The data beneath this task has to be reprinted character for character.
══ Records for this exercise
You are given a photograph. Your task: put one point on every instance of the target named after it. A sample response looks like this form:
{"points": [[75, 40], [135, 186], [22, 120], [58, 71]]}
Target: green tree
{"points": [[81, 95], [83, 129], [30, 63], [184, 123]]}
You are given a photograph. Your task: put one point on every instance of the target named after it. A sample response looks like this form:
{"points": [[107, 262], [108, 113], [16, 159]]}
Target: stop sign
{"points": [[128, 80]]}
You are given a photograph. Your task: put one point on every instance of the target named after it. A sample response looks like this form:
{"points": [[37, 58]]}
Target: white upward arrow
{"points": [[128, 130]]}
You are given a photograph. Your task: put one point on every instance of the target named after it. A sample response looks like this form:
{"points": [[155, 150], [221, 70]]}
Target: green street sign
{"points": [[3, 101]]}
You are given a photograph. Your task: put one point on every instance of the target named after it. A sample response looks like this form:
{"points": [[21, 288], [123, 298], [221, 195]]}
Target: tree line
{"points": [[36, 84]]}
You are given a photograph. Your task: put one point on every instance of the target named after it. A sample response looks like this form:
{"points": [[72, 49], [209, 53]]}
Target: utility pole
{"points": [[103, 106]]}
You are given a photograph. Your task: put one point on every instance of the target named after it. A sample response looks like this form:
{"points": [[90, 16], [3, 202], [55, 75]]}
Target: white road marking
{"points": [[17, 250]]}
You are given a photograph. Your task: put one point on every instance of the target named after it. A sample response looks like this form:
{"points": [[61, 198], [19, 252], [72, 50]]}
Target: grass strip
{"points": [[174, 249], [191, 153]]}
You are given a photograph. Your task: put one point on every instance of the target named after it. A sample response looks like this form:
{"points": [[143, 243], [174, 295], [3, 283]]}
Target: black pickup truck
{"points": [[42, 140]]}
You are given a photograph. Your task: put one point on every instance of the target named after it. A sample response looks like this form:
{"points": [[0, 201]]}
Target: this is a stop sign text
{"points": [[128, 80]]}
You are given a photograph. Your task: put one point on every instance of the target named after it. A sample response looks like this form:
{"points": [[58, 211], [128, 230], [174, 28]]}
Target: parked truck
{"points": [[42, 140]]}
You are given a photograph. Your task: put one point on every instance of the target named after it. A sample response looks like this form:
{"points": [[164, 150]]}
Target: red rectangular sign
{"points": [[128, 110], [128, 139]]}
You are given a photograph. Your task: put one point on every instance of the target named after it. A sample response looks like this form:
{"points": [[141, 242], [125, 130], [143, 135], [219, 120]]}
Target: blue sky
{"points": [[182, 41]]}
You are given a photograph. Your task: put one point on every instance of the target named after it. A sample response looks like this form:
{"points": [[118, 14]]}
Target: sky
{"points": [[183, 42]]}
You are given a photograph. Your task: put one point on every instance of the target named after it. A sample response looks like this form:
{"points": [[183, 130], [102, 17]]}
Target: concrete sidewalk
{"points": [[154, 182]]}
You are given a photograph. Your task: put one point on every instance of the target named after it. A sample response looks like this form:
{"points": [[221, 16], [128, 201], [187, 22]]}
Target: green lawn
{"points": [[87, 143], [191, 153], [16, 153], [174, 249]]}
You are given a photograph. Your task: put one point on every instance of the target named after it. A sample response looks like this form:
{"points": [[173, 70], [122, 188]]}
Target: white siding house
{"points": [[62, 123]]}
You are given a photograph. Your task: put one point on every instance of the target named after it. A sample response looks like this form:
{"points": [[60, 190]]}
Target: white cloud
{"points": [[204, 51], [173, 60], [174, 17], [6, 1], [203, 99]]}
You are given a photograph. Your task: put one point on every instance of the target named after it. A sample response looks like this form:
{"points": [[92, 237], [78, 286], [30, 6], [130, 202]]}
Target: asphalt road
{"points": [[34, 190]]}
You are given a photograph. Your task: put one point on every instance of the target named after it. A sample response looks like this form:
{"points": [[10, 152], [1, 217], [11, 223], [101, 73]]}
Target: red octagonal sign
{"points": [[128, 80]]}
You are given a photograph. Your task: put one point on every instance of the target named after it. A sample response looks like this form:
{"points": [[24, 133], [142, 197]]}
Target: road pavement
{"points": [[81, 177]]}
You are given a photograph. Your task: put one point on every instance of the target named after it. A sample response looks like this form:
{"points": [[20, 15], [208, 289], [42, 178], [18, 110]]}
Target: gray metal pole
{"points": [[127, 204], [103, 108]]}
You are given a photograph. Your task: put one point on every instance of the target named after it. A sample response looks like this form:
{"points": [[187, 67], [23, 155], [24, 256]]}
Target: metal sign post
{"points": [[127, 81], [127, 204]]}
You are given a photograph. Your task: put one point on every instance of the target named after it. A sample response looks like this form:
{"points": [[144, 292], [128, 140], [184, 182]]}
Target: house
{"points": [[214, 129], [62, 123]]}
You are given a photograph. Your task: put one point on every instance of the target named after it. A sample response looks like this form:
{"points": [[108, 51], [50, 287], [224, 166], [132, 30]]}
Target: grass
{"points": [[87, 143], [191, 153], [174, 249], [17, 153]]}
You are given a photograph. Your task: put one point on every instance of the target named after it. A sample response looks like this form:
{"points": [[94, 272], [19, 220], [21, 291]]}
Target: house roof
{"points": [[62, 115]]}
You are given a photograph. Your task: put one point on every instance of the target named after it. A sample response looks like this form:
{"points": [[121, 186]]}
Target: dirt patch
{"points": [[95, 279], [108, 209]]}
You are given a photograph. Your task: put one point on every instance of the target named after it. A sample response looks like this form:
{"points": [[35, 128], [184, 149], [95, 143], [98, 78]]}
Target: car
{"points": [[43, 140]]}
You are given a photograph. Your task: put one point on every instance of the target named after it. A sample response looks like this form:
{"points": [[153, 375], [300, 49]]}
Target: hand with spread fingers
════
→ Expected output:
You are given a photograph. Your task: put one point on every instance of the target named after it. A sample response looks like this form:
{"points": [[75, 40], [135, 186], [22, 120], [58, 71]]}
Target: green tree
{"points": [[81, 95], [83, 129], [30, 63], [184, 123]]}
You are given a photograph. Your task: put one point on every instance of the target named after it. A sample response looks like this form:
{"points": [[107, 262], [108, 113], [16, 159]]}
Target: stop sign
{"points": [[128, 80]]}
You are given a photograph. Your task: put one point on every instance of the target named after it. A sample response looks like this form:
{"points": [[37, 58]]}
Target: white upward arrow
{"points": [[128, 130]]}
You are given a photograph. Your task: put one point on every instance of the target named after it. A sample response looks like this form:
{"points": [[155, 150], [221, 70]]}
Target: green street sign
{"points": [[3, 101]]}
You are given a photograph. Your task: put one point on every instance of the target named after it. A sample response looks like this form:
{"points": [[21, 288], [123, 298], [221, 195]]}
Target: tree line
{"points": [[36, 84]]}
You are given a photograph. Your task: put one point on every instance of the target named after it. A sample response looks like this form:
{"points": [[72, 49], [209, 53]]}
Target: utility pole
{"points": [[103, 106]]}
You are given a photograph. Your task: put one point on every instance of the target named after it. A sample response looks like this form:
{"points": [[90, 16], [3, 202], [55, 75]]}
Target: white road marking
{"points": [[17, 250]]}
You are given a photograph. Your task: put one point on every instance of the target named after it. A sample response looks like this form:
{"points": [[61, 198], [19, 252], [72, 50]]}
Target: grass strip
{"points": [[174, 249], [191, 153]]}
You are given a photograph. Your task: put one point on every instance of the target named after it. A sample response looks like this form:
{"points": [[143, 243], [174, 295], [3, 283]]}
Target: black pickup truck
{"points": [[42, 140]]}
You are given a photograph. Your task: put one point on every instance of the target named after it. A sample response looks like this form:
{"points": [[0, 201]]}
Target: this is a stop sign text
{"points": [[128, 80]]}
You are given a photograph. Your task: put one point on every instance of the target named after it. A sample response looks like this form:
{"points": [[58, 211], [128, 230], [174, 28]]}
Target: parked truck
{"points": [[42, 140]]}
You are given a photograph. Your task: put one point on every instance of the target named after it. A sample response looks like this form:
{"points": [[164, 150]]}
Target: red rectangular sign
{"points": [[128, 110], [128, 139]]}
You are given a photograph. Your task: put one point on every instance of the target named after it. A sample response looks like this form:
{"points": [[141, 242], [125, 130], [143, 135], [219, 120]]}
Target: blue sky
{"points": [[182, 41]]}
You are given a photograph. Your task: put one point on every instance of the target named after it. A sample response looks like this form:
{"points": [[118, 14]]}
Target: sky
{"points": [[183, 42]]}
You are given a photograph. Your task: put one point on every instance of the target named after it. A sample response looks like this form:
{"points": [[183, 130], [102, 17]]}
Target: concrete sidewalk
{"points": [[154, 182]]}
You are given a photograph. Your task: put one point on every instance of the target named after it. A sample response looks like this form:
{"points": [[221, 16], [128, 201], [187, 22]]}
Target: green lawn
{"points": [[87, 143], [191, 153], [16, 153], [174, 249]]}
You are given a photograph. Your task: put one point on every instance of the target named after it. A sample response looks like this form:
{"points": [[173, 70], [122, 188]]}
Target: white siding house
{"points": [[62, 123]]}
You are given a photograph. Your task: put one point on every instance of the target named after it. A sample response looks like this form:
{"points": [[60, 190]]}
Target: white cloud
{"points": [[204, 51], [173, 60], [174, 17], [6, 1], [203, 99]]}
You are given a photograph. Your task: put one point on every instance of the target named after it. A sample response looks like this form:
{"points": [[92, 237], [78, 286], [30, 6], [130, 202]]}
Target: asphalt road
{"points": [[34, 190]]}
You are given a photograph. Your task: put one point on every instance of the target named after it. A sample response looks like this form:
{"points": [[10, 152], [1, 217], [11, 223], [101, 73]]}
Target: red octagonal sign
{"points": [[128, 80]]}
You are given a photograph. Your task: put one point on every instance of the target named after it. A sample response looks like this form:
{"points": [[24, 133], [142, 197]]}
Target: road pavement
{"points": [[81, 177]]}
You are given a photograph. Your task: put one point on every instance of the target named after it. A sample response looks like this form:
{"points": [[20, 15], [208, 289], [42, 178], [18, 110]]}
Target: gray metal pole
{"points": [[127, 204], [103, 108]]}
You are given a photograph. Your task: put one point on every instance of the target named after it. A sample response looks like this form:
{"points": [[187, 67], [23, 155], [24, 256]]}
Target: metal sign post
{"points": [[127, 81], [127, 204]]}
You are given a photograph. Your task: put one point on every instance of the target named after it. A sample response looks like this form:
{"points": [[144, 292], [128, 140], [184, 182]]}
Target: house
{"points": [[214, 129], [62, 123]]}
You are given a photograph. Your task: put one point on every instance of the target named after it. A sample response looks like this form:
{"points": [[108, 51], [50, 287], [224, 166], [132, 30]]}
Target: grass
{"points": [[87, 143], [191, 153], [174, 249], [17, 153]]}
You are given a photograph. Your task: put one point on every instance of the target named after it. A sample response looks like this form:
{"points": [[94, 272], [19, 220], [21, 291]]}
Target: house roof
{"points": [[62, 115]]}
You are given a photograph. Your task: put one point on every instance of the target named after it. A sample response looks like this form:
{"points": [[121, 186]]}
Target: dirt patch
{"points": [[95, 279], [108, 209]]}
You are given a photograph. Your task: put one point on every instance of the target named after it. A sample response looks like this form:
{"points": [[35, 128], [184, 149], [95, 143], [98, 78]]}
Target: car
{"points": [[43, 140]]}
You are given a photograph. Your task: put one point on every instance of the target named after it. A sample response looks like this form:
{"points": [[153, 375], [300, 49]]}
Target: hand with spread fingers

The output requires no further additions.